▶ _Your objective_
Please copy the lines below word for word, starting with the line that contains "For the benchmark, pin each instance of the combat" and continuing through the last line, with both ends included. Leave the pictures out of your copy.
Start of Task material
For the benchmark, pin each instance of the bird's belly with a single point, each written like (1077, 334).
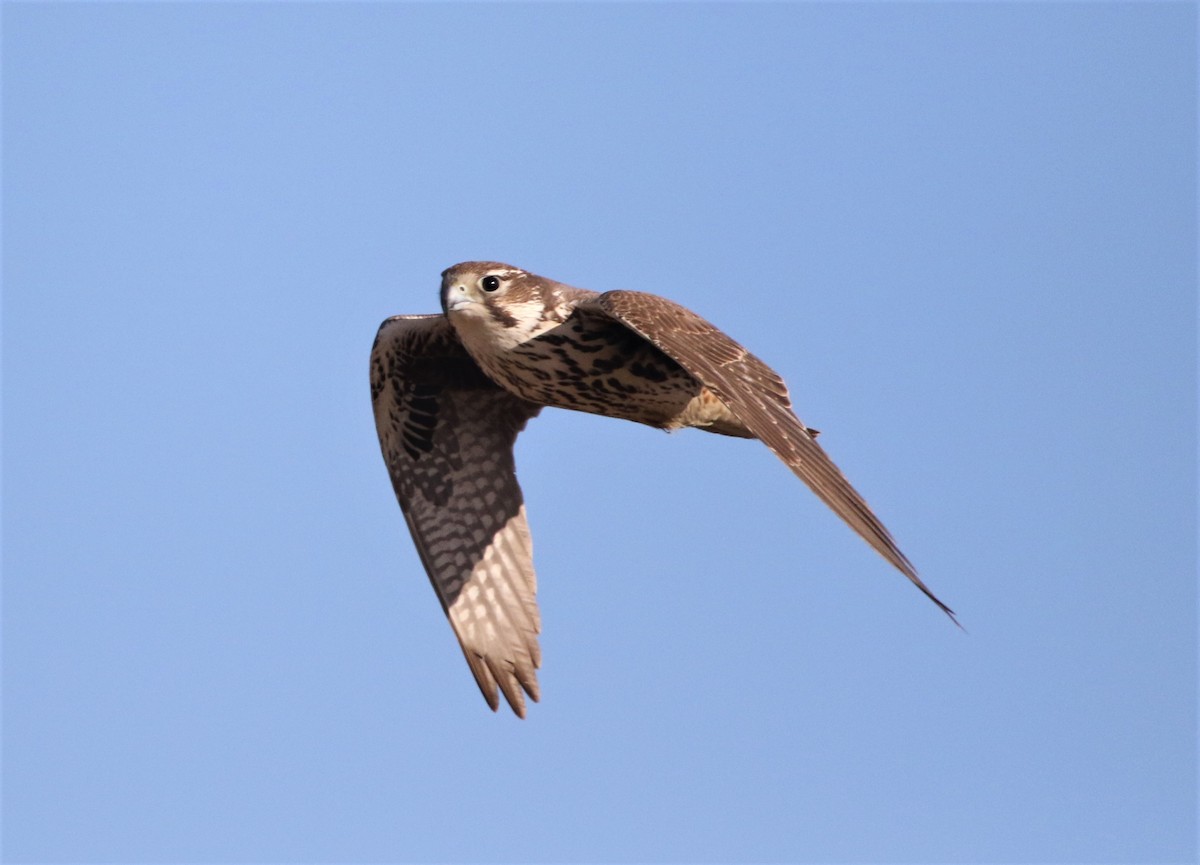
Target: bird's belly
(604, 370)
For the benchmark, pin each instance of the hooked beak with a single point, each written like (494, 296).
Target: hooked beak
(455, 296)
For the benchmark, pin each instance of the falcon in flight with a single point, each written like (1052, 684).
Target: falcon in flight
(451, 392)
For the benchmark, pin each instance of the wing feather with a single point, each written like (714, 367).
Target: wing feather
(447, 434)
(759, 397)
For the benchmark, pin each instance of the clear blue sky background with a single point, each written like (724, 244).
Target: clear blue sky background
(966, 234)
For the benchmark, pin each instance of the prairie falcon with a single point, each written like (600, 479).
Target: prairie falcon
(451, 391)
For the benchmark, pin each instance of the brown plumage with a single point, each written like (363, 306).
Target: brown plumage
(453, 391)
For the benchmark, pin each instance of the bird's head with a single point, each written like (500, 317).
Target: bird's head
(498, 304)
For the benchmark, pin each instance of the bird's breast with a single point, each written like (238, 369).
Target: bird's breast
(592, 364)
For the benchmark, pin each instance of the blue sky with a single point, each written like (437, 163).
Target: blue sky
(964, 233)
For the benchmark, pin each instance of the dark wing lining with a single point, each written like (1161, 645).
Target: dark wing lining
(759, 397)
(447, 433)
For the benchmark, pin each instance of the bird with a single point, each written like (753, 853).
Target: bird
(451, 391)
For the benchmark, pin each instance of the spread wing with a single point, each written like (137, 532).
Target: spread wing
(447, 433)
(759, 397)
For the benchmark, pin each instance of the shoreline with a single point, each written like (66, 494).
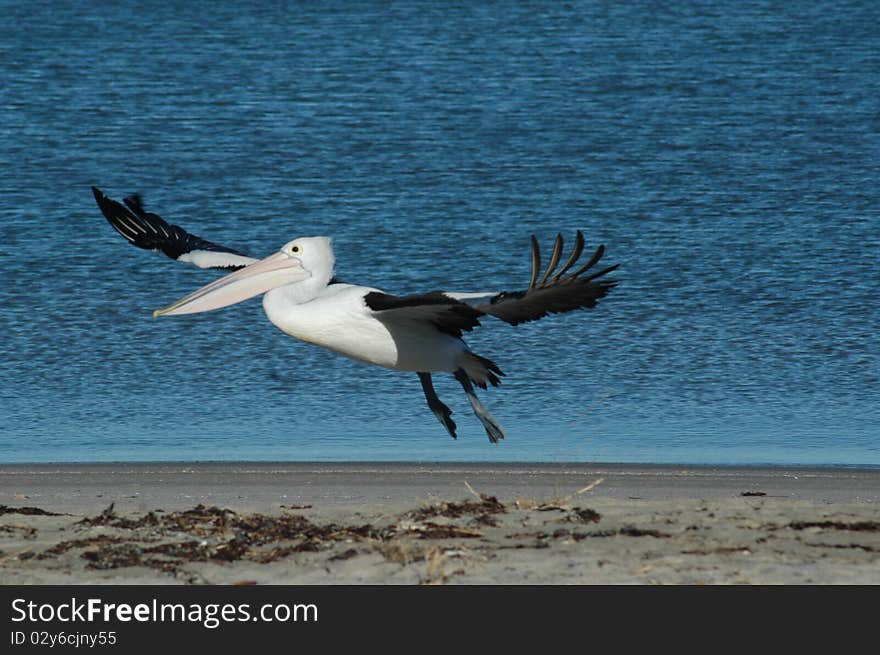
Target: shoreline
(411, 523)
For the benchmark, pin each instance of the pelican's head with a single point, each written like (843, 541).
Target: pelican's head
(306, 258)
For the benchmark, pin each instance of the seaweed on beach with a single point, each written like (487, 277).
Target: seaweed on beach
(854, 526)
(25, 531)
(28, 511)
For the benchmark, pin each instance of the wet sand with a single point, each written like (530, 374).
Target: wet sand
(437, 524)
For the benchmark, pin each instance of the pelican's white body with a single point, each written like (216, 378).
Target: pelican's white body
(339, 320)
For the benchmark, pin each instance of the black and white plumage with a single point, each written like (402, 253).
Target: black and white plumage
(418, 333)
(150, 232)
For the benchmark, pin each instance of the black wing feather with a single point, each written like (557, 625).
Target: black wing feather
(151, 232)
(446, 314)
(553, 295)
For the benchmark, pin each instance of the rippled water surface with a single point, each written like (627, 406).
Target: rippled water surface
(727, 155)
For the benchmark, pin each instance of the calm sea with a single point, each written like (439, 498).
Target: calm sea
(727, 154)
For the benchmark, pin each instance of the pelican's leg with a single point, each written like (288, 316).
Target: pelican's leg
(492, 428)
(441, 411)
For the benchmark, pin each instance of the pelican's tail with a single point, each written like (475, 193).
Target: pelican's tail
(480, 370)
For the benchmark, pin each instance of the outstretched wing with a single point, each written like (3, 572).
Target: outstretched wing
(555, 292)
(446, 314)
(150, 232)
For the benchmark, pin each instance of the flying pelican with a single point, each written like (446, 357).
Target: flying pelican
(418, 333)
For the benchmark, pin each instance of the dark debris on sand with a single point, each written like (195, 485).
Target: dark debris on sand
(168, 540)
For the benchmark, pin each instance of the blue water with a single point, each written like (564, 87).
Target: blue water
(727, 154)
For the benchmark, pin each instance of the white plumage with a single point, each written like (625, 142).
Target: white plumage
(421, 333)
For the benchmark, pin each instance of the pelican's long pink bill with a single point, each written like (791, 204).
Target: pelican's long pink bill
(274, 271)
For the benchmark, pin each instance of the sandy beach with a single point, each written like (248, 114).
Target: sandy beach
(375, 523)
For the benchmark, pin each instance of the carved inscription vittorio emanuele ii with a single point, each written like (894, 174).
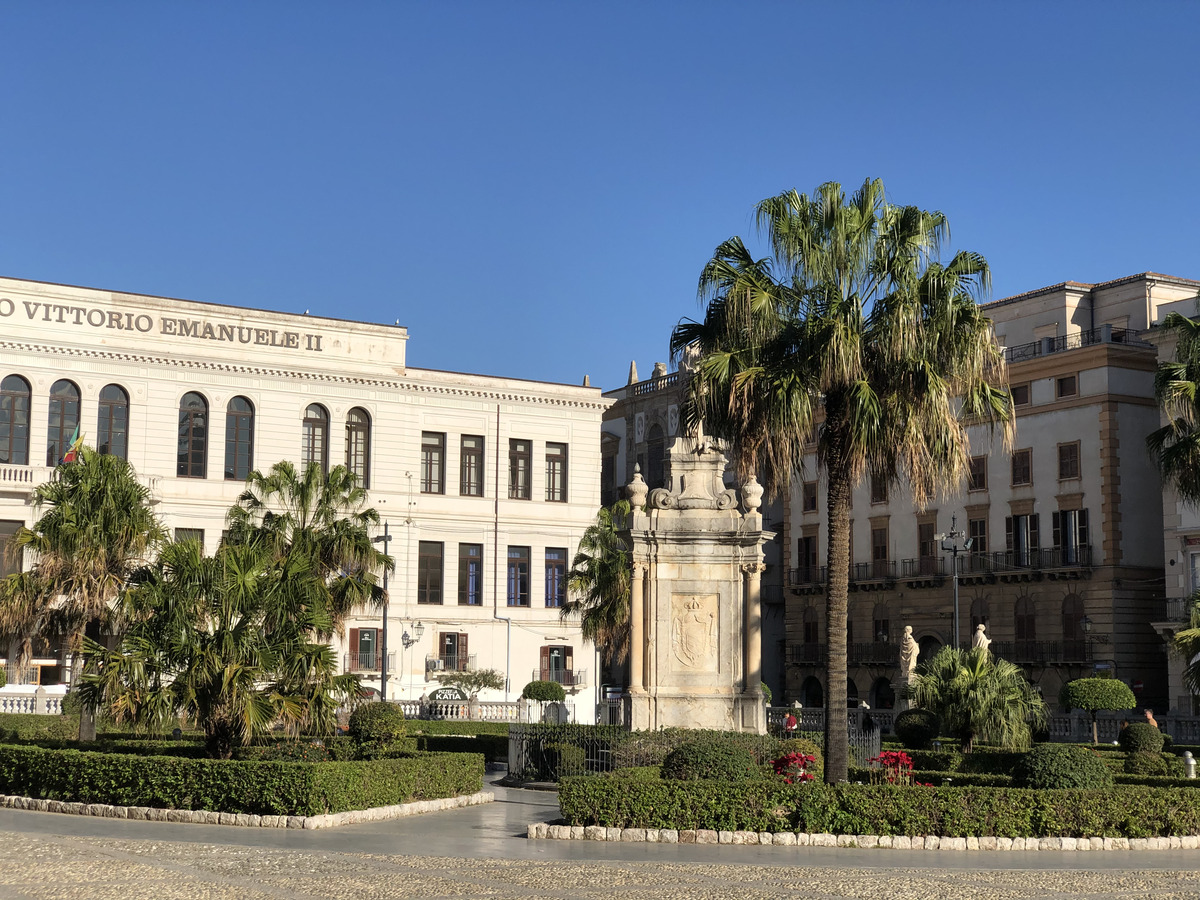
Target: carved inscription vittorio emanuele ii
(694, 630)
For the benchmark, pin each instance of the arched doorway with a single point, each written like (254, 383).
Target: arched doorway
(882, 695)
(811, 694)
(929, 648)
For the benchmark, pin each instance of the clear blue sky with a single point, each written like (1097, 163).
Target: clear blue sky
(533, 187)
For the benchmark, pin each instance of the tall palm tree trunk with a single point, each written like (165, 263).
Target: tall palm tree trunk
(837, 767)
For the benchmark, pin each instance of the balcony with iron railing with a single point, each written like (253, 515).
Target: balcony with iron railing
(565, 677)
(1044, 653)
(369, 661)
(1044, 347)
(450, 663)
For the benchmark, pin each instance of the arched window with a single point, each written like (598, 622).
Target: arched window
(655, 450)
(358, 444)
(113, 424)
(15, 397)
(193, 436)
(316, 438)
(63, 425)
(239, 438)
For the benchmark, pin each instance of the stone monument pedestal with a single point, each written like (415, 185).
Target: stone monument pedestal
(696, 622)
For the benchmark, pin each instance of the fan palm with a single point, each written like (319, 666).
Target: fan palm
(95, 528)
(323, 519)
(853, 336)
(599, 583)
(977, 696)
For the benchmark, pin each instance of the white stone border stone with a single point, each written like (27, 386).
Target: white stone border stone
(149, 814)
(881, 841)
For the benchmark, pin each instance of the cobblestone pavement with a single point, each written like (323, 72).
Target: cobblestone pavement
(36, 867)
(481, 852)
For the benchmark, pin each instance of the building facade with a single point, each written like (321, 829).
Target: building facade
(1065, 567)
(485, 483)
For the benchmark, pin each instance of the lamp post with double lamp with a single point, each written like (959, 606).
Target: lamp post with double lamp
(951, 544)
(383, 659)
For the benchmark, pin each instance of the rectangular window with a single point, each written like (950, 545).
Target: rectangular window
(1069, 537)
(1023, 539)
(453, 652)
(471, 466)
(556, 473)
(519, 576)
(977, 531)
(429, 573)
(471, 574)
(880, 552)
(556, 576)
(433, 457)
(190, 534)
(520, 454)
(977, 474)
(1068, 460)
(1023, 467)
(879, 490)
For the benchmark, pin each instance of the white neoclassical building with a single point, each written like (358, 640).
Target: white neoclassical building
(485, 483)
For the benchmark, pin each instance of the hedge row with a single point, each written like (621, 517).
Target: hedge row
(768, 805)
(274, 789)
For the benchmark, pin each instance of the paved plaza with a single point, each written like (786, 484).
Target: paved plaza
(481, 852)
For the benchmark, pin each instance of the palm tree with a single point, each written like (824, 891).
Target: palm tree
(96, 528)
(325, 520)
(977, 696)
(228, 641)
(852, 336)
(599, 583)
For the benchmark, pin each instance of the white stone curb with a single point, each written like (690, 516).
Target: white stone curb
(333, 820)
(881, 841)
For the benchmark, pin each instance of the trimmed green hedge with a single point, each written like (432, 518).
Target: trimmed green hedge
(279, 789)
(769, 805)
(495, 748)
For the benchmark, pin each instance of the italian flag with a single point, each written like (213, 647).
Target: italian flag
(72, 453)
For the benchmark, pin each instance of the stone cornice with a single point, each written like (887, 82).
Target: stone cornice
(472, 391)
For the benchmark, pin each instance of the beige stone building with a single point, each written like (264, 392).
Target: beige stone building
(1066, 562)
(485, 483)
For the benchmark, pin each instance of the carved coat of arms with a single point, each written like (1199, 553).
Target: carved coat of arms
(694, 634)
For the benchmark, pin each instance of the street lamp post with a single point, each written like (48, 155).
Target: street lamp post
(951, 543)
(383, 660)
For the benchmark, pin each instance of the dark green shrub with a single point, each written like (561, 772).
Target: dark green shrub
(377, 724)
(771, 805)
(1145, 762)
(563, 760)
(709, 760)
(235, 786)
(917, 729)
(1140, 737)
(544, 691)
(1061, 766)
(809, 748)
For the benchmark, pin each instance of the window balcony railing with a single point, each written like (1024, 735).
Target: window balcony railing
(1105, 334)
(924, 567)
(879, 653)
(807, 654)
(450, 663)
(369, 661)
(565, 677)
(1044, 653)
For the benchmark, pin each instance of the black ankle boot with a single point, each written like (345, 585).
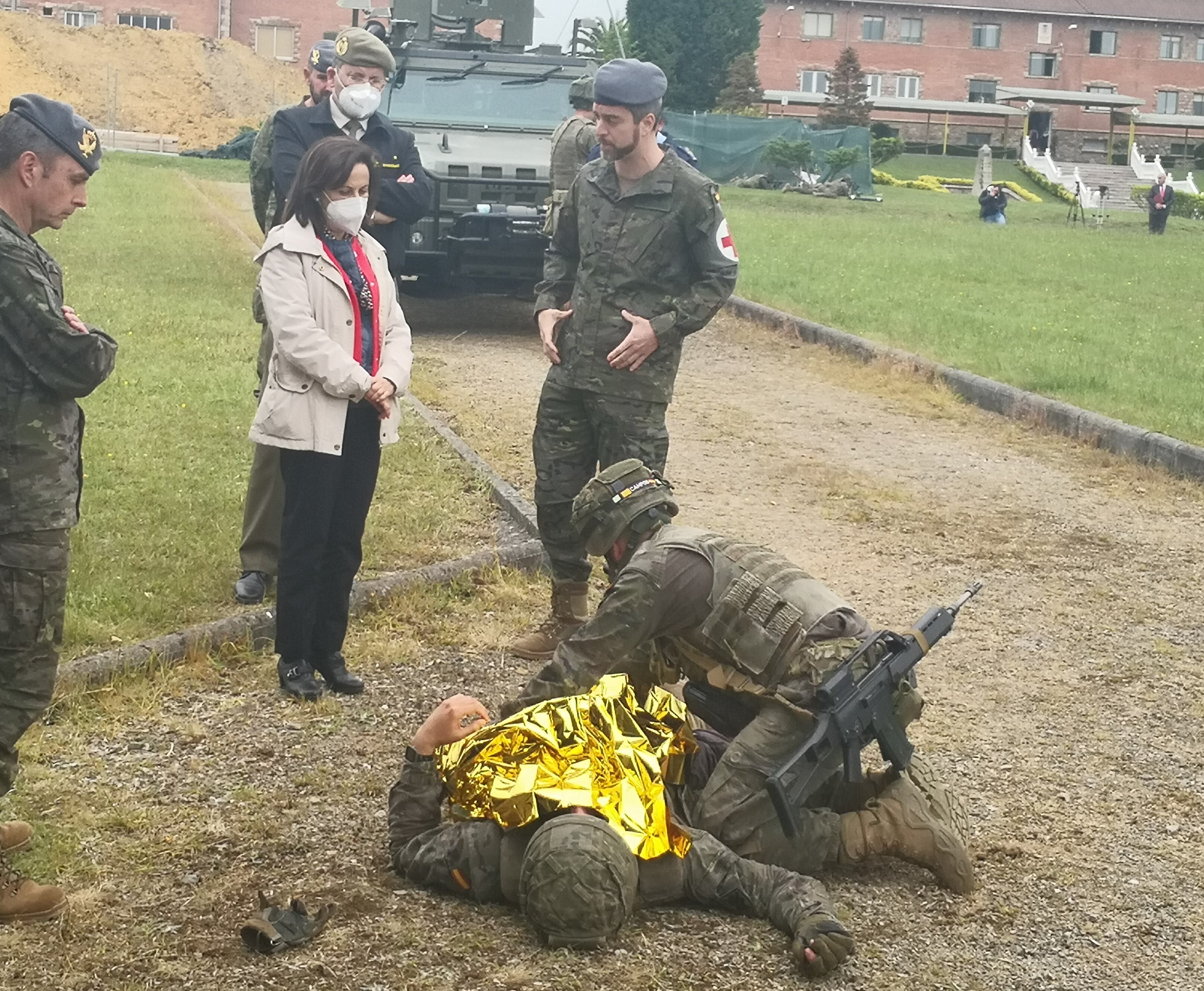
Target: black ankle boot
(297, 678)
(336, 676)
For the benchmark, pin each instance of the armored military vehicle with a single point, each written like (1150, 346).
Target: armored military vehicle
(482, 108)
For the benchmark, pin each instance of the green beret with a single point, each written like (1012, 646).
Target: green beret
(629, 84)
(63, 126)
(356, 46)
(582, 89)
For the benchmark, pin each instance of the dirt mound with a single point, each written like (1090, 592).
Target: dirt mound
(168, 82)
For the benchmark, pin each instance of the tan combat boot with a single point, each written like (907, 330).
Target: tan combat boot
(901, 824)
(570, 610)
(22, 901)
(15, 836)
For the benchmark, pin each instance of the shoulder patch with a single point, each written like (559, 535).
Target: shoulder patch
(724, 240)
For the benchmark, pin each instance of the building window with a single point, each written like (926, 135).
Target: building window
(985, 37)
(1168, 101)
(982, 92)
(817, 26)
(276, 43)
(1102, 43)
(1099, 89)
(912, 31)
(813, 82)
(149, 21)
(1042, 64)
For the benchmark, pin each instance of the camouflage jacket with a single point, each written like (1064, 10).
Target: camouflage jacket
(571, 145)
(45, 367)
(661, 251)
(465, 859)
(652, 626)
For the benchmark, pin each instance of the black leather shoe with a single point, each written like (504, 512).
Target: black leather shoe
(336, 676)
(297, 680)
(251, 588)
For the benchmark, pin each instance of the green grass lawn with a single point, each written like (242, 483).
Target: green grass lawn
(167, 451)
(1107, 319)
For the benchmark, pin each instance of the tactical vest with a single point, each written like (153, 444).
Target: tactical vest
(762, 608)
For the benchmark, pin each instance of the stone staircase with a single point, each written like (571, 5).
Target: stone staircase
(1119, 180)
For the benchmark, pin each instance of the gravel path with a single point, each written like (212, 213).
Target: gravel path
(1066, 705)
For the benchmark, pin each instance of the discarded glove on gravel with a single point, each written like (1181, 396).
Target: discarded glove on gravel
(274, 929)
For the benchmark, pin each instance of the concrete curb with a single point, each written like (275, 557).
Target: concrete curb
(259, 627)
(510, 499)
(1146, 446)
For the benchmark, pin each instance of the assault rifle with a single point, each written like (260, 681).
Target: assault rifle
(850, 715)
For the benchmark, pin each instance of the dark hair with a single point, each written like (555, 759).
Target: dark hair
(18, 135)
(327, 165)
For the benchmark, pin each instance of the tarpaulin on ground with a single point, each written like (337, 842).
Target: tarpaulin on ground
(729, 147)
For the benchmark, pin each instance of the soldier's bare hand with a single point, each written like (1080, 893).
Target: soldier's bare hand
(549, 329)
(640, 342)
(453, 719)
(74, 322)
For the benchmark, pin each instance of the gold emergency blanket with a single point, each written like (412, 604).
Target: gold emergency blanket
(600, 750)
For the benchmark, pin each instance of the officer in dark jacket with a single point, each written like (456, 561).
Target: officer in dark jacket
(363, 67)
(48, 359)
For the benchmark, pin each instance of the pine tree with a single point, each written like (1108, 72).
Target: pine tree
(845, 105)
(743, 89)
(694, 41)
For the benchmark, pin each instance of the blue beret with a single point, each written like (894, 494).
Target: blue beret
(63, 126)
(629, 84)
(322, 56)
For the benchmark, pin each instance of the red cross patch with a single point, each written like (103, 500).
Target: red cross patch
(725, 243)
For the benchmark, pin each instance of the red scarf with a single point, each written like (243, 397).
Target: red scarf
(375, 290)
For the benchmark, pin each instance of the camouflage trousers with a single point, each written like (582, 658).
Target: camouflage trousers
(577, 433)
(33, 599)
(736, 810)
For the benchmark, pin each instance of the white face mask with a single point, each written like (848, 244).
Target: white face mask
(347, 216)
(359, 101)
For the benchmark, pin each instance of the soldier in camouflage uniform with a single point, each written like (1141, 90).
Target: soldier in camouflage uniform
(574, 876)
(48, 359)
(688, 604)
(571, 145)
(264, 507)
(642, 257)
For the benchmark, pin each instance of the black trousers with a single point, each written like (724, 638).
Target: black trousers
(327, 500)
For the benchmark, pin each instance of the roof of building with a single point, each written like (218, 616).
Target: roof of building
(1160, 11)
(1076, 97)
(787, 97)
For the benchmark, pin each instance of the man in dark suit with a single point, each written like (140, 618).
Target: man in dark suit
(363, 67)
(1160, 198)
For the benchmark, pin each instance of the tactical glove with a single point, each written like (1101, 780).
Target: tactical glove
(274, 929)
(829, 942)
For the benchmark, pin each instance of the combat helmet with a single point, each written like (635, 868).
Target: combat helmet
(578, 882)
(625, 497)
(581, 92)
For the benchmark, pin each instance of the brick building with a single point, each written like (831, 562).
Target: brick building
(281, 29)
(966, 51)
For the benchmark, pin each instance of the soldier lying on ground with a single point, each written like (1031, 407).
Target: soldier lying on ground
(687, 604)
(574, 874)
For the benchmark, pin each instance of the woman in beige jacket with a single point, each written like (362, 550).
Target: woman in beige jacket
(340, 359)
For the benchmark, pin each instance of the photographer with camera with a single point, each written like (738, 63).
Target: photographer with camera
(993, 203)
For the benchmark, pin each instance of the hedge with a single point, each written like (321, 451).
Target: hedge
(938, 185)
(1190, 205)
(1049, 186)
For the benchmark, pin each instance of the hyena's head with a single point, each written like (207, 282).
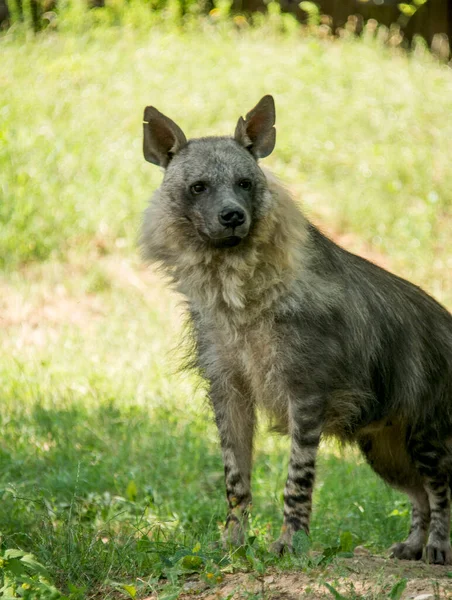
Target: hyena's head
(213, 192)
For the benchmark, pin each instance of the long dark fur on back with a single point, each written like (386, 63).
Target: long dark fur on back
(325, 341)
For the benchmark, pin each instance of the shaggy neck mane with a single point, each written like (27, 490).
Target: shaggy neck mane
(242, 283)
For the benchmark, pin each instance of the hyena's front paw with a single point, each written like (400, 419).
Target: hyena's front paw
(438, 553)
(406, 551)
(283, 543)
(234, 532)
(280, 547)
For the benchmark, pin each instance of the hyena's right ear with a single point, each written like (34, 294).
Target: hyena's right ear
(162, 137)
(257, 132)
End of Task material
▶ _Answer for the task_
For the benchmark, pin each instance of the combat helmet with a single point, each written like (635, 868).
Target: combat helmet
(578, 882)
(625, 497)
(581, 92)
For the benchmark, pin each instance of the brick building with a single point, each written like (831, 562).
Target: brick building
(281, 29)
(966, 51)
For the benchmark, pin each instance of the soldier lying on ground with a single point, each written like (1031, 407).
Target: soldier lying on ground
(687, 604)
(574, 874)
For the benchmark, pin each instance of the woman in beige jacket with a single point, each written like (362, 550).
Target: woman in beige jacket
(340, 359)
For the benchmark, pin each instance of the photographer with camera with a single point, each written like (738, 63).
Target: photographer with camera
(993, 203)
For the benchmark, pin each instance of the hedge with a single point, each written like (321, 451).
Target: hedge
(938, 185)
(1190, 205)
(1049, 186)
For the benchmark, pin each instance of the hyena's head with a single point, each written like (207, 282).
Target: hyena's head
(213, 192)
For the benchmark, pin each instance of the long dark fur on back with a single point, each written like (386, 63).
Target: long dark fur on back
(325, 341)
For the benchmark, pin each instance of the shaggy neck mane with a single point, each written like (27, 490).
Target: shaggy neck mane
(242, 283)
For the benchmark, pin each instance of the hyena's front paw with a single point, each written like (400, 419).
Target: hyena's front paw
(438, 553)
(406, 551)
(283, 543)
(234, 532)
(280, 547)
For the benchmark, pin each instance of the hyena's right ear with a single point, each written like (34, 294).
Target: hyena's right ear
(162, 137)
(257, 132)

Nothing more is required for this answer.